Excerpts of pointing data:
--------

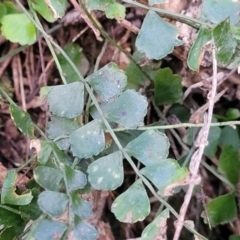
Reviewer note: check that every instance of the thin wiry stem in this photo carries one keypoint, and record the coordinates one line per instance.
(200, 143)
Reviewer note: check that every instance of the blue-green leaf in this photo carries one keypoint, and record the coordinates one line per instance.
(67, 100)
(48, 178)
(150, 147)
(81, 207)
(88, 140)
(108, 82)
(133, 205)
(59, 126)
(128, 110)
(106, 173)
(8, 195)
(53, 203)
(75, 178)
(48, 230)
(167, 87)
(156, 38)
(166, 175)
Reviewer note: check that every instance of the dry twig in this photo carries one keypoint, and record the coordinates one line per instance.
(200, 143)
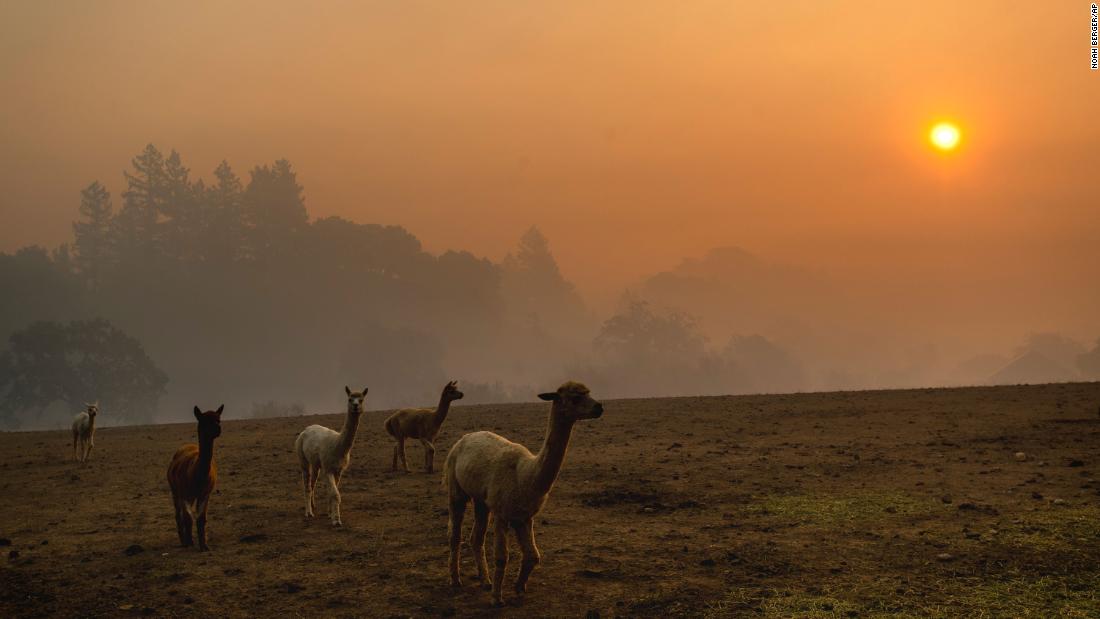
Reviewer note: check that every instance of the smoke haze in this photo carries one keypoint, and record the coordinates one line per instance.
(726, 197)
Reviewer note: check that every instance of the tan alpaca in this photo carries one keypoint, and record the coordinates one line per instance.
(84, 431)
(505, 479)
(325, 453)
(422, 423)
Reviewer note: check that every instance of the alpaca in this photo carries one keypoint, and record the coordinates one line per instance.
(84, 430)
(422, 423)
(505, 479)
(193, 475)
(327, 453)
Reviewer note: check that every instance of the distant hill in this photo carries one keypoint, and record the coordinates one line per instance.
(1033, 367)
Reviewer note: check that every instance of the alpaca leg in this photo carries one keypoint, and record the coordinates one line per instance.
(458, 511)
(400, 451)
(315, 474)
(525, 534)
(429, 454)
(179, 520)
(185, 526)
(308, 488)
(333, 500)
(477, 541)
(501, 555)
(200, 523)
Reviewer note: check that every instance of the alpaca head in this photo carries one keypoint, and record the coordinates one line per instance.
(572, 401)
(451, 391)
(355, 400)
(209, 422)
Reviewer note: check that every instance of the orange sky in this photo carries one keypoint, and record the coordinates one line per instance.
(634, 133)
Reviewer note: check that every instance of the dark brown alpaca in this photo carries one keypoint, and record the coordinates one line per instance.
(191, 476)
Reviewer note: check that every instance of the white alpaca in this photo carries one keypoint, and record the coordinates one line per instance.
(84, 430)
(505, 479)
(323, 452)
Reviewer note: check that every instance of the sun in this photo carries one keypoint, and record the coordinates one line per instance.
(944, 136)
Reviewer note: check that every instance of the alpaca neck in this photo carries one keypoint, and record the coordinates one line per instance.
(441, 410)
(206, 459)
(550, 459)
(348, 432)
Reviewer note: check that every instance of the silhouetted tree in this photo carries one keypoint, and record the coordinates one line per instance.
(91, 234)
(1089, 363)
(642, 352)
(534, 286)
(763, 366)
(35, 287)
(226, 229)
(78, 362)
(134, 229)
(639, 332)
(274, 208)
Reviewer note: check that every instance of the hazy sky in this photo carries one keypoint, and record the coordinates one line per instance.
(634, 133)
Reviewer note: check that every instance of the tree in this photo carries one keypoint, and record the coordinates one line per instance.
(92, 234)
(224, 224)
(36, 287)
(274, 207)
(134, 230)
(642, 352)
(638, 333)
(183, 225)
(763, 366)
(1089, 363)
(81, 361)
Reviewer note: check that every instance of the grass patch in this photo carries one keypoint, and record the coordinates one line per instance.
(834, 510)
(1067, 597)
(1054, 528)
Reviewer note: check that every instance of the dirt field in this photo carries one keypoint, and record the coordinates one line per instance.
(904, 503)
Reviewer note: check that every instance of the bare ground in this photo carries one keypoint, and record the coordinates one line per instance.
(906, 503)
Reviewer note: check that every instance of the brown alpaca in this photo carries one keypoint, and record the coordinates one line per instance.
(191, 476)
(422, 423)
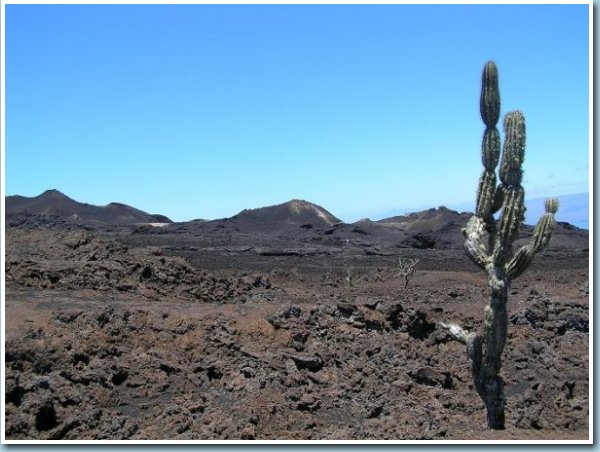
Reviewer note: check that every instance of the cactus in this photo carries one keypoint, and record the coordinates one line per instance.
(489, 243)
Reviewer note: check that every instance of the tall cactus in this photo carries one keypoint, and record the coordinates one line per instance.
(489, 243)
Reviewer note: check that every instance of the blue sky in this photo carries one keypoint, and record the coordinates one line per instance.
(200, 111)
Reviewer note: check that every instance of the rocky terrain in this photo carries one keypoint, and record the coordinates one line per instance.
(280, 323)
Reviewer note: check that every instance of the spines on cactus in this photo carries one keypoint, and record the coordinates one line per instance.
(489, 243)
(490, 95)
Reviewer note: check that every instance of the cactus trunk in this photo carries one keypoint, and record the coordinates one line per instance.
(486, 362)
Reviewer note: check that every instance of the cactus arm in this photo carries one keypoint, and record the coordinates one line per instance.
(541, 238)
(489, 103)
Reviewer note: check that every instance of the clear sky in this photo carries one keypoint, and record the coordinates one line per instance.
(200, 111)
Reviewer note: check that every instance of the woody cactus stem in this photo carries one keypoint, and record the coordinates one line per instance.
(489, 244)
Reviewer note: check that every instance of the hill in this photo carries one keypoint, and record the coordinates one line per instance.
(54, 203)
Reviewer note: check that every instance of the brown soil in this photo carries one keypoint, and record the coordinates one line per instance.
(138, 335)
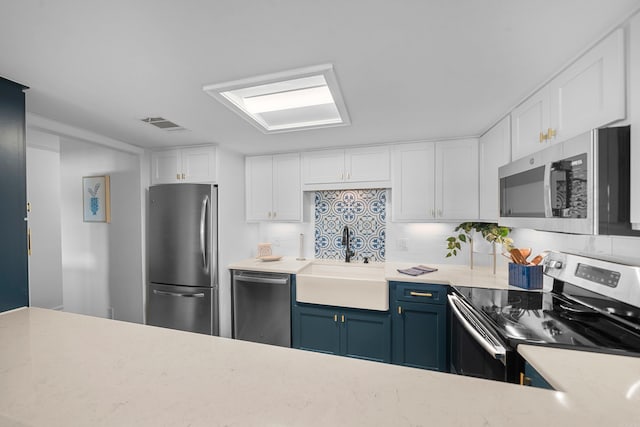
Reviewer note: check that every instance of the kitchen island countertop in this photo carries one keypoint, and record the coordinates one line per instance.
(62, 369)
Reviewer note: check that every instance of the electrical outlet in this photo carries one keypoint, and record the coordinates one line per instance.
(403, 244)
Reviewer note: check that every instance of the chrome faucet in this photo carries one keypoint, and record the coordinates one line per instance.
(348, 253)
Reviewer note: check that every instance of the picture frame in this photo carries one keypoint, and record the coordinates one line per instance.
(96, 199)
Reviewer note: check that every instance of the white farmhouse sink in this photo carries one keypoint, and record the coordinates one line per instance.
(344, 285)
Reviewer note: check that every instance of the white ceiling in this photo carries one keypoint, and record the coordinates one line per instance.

--------

• [Requirement] Write out again the part that opens with the line containing "Reviewer note: check that every instance of the smoke" and closes with the line containing "(1033, 367)", swapping "keypoint" for "marker" and leaving all else the same.

• [Finished task]
Reviewer note: check that every instance of the smoke haze in this photo carries one marker, and record the coordinates one line per instance.
(726, 197)
Reviewer note: check that every instance of the tan alpaca in this photo carries one marker, and record the coordinates one line per instance.
(84, 431)
(505, 479)
(325, 453)
(422, 423)
Reviewer note: check that every instance of the alpaca in this photo carries one marker, and record the coordinates one line per instance.
(84, 430)
(422, 423)
(505, 479)
(193, 475)
(327, 453)
Reviewer note: check that every instance of the distant hill in this photo carries one marker, and record the coordinates one line per instance.
(1033, 367)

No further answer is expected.